## Start Provided data
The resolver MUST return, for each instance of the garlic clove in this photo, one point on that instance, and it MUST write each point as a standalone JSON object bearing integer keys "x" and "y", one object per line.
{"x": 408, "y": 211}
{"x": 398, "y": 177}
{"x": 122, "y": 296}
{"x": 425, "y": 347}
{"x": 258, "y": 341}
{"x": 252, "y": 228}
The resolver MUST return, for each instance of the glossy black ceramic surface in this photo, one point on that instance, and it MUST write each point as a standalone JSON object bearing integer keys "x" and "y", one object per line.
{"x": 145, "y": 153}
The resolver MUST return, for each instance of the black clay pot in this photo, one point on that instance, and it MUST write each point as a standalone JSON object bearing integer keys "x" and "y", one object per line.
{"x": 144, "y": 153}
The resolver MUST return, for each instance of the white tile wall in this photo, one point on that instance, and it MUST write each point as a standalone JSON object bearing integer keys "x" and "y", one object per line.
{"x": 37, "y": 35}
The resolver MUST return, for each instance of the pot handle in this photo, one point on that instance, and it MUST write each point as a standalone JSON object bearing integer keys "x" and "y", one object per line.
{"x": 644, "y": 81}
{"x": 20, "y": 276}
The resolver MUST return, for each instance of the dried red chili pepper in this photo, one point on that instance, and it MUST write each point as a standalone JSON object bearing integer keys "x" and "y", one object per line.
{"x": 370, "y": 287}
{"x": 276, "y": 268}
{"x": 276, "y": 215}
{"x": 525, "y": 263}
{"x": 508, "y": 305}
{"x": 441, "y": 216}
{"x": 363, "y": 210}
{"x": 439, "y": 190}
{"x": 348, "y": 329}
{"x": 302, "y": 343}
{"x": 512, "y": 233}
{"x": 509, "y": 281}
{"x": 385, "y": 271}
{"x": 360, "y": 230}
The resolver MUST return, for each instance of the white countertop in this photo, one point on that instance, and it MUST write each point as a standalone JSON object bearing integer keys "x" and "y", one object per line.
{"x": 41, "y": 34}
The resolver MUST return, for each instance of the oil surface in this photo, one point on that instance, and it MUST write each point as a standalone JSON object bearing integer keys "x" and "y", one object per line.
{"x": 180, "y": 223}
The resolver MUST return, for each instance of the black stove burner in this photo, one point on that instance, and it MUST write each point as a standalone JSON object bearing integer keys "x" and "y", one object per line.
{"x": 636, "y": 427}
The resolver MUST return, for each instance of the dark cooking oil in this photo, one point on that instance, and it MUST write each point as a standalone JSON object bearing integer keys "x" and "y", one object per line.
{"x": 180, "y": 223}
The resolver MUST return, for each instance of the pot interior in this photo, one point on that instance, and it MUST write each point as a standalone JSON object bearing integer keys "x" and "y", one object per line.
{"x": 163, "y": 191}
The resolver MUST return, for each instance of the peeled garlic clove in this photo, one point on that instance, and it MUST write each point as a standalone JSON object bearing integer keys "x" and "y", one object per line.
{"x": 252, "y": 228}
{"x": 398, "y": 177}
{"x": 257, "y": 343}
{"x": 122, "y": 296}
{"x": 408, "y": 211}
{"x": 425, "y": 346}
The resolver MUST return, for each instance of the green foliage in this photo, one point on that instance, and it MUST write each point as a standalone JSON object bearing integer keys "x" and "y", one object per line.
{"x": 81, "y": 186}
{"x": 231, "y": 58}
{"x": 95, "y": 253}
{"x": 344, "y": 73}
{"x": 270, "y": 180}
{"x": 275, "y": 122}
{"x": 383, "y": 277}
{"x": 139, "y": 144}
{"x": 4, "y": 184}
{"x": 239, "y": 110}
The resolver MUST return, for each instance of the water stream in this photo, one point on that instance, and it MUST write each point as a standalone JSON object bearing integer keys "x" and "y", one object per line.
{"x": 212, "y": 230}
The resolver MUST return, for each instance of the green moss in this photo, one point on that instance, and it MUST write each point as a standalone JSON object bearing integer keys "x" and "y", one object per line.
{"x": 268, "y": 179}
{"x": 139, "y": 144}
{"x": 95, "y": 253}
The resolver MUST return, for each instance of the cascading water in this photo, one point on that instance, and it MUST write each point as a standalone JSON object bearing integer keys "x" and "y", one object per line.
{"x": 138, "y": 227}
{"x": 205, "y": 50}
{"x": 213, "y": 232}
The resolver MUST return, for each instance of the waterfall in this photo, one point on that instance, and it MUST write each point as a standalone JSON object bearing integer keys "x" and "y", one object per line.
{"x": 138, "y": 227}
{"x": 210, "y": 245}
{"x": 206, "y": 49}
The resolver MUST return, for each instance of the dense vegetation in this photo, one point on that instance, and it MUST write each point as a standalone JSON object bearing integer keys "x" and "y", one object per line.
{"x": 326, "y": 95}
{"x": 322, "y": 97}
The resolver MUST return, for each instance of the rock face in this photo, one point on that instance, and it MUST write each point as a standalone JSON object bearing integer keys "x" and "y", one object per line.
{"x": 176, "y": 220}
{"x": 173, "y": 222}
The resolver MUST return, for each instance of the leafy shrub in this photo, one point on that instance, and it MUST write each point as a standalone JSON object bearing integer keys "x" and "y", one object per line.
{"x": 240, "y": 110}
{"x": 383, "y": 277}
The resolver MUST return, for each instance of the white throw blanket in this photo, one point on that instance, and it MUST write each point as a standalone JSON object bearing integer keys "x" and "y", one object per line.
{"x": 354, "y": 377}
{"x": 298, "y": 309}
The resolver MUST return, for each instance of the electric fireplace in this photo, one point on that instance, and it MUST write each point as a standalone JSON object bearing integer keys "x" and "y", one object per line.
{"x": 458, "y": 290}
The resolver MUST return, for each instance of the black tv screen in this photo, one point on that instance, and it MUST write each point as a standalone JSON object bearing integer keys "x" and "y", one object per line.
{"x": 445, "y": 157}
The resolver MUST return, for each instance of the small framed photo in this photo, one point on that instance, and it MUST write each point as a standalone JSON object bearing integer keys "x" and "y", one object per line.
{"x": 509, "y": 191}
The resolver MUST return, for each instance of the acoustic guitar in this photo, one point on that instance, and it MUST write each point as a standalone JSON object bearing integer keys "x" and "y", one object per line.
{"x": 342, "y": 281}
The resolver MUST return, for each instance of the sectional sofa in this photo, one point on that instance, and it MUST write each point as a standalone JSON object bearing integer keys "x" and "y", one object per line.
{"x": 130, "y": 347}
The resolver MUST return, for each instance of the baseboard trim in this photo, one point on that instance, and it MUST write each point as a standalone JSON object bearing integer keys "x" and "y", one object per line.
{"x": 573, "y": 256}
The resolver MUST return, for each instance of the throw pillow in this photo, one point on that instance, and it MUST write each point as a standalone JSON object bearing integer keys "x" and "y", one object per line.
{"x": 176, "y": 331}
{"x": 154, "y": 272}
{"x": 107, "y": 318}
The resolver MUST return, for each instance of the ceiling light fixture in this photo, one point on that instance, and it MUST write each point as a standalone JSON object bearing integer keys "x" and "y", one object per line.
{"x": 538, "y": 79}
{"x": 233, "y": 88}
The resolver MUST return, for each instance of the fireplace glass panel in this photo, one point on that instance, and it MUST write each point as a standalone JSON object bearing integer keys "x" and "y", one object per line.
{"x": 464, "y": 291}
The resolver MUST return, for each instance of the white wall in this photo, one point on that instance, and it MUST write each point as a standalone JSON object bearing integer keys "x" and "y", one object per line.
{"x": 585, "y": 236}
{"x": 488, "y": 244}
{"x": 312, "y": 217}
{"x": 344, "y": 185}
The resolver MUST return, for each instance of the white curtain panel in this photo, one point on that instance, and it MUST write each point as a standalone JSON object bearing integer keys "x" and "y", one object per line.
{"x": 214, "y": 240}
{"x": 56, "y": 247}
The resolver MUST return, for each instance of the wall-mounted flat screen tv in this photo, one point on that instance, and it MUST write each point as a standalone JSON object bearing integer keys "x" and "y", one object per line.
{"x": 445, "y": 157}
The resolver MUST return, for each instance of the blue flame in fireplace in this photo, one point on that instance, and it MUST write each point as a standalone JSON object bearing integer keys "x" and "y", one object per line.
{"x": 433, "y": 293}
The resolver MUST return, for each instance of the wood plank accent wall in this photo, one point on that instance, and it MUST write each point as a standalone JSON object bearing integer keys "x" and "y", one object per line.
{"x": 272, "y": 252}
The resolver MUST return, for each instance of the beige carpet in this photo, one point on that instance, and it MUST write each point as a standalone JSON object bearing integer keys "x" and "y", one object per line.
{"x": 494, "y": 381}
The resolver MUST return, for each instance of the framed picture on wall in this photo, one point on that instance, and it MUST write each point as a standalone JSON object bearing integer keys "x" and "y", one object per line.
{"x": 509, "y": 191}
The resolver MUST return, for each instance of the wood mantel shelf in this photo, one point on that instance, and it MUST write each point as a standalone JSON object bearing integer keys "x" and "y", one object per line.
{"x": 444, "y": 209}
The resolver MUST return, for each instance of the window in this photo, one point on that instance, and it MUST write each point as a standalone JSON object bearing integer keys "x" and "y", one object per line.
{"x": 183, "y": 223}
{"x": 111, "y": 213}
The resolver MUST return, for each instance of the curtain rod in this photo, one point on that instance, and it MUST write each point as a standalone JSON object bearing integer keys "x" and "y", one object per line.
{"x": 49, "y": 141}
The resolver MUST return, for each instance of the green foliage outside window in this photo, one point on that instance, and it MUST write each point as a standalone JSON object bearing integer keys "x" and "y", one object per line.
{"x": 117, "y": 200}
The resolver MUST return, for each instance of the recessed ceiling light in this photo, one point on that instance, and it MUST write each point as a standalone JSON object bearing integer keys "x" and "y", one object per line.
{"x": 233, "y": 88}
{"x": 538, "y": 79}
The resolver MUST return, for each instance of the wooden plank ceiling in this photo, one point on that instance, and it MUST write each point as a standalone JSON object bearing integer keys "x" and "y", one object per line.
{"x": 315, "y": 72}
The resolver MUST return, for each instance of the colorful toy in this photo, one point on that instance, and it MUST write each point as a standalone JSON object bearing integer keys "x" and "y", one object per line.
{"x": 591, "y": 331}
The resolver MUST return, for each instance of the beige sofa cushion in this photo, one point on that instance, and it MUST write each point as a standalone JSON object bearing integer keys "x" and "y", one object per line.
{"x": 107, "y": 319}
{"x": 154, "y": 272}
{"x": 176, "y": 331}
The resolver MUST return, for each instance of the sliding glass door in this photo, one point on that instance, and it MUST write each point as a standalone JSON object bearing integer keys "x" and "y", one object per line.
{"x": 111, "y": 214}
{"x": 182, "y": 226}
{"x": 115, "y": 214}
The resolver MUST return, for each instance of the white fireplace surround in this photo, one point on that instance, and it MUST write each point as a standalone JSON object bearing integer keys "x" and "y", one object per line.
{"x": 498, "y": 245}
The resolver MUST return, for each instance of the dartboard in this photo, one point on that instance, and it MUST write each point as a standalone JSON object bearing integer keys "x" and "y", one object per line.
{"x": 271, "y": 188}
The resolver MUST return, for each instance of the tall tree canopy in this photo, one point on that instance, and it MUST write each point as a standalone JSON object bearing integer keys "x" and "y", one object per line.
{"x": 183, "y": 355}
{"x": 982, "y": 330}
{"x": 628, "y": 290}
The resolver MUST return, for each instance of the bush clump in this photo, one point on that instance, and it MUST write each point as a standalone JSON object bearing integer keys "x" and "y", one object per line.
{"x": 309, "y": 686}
## End Provided data
## [Direction]
Nothing but the lines from the line with "the white fireplace" to the last line of the listing above should appear; please retype them exactly, both ends included.

## [Answer below]
The resolver MUST return, for each instance of the white fireplace surround in this photo, one point on that instance, and it MUST write each point as a standalone JSON object bearing integer keys "x" and "y", one object per line.
{"x": 498, "y": 245}
The resolver MUST return, for each instance of the dartboard in this photo, one point on that instance, and it MUST write each point as a standalone JSON object bearing integer keys "x" and "y", one object per line.
{"x": 271, "y": 188}
The resolver MUST return, for each instance of the tall tree canopy in this photo, one point on that instance, and it MUST write each point as a standalone JSON object bearing integer keys "x" and "y", one object per line.
{"x": 183, "y": 355}
{"x": 982, "y": 330}
{"x": 628, "y": 290}
The resolver MUST return, for each instance of the bush clump in this photo, one point on that instance, and it MUST write each point as a standalone JSON object bearing integer keys "x" and "y", one object per line.
{"x": 309, "y": 686}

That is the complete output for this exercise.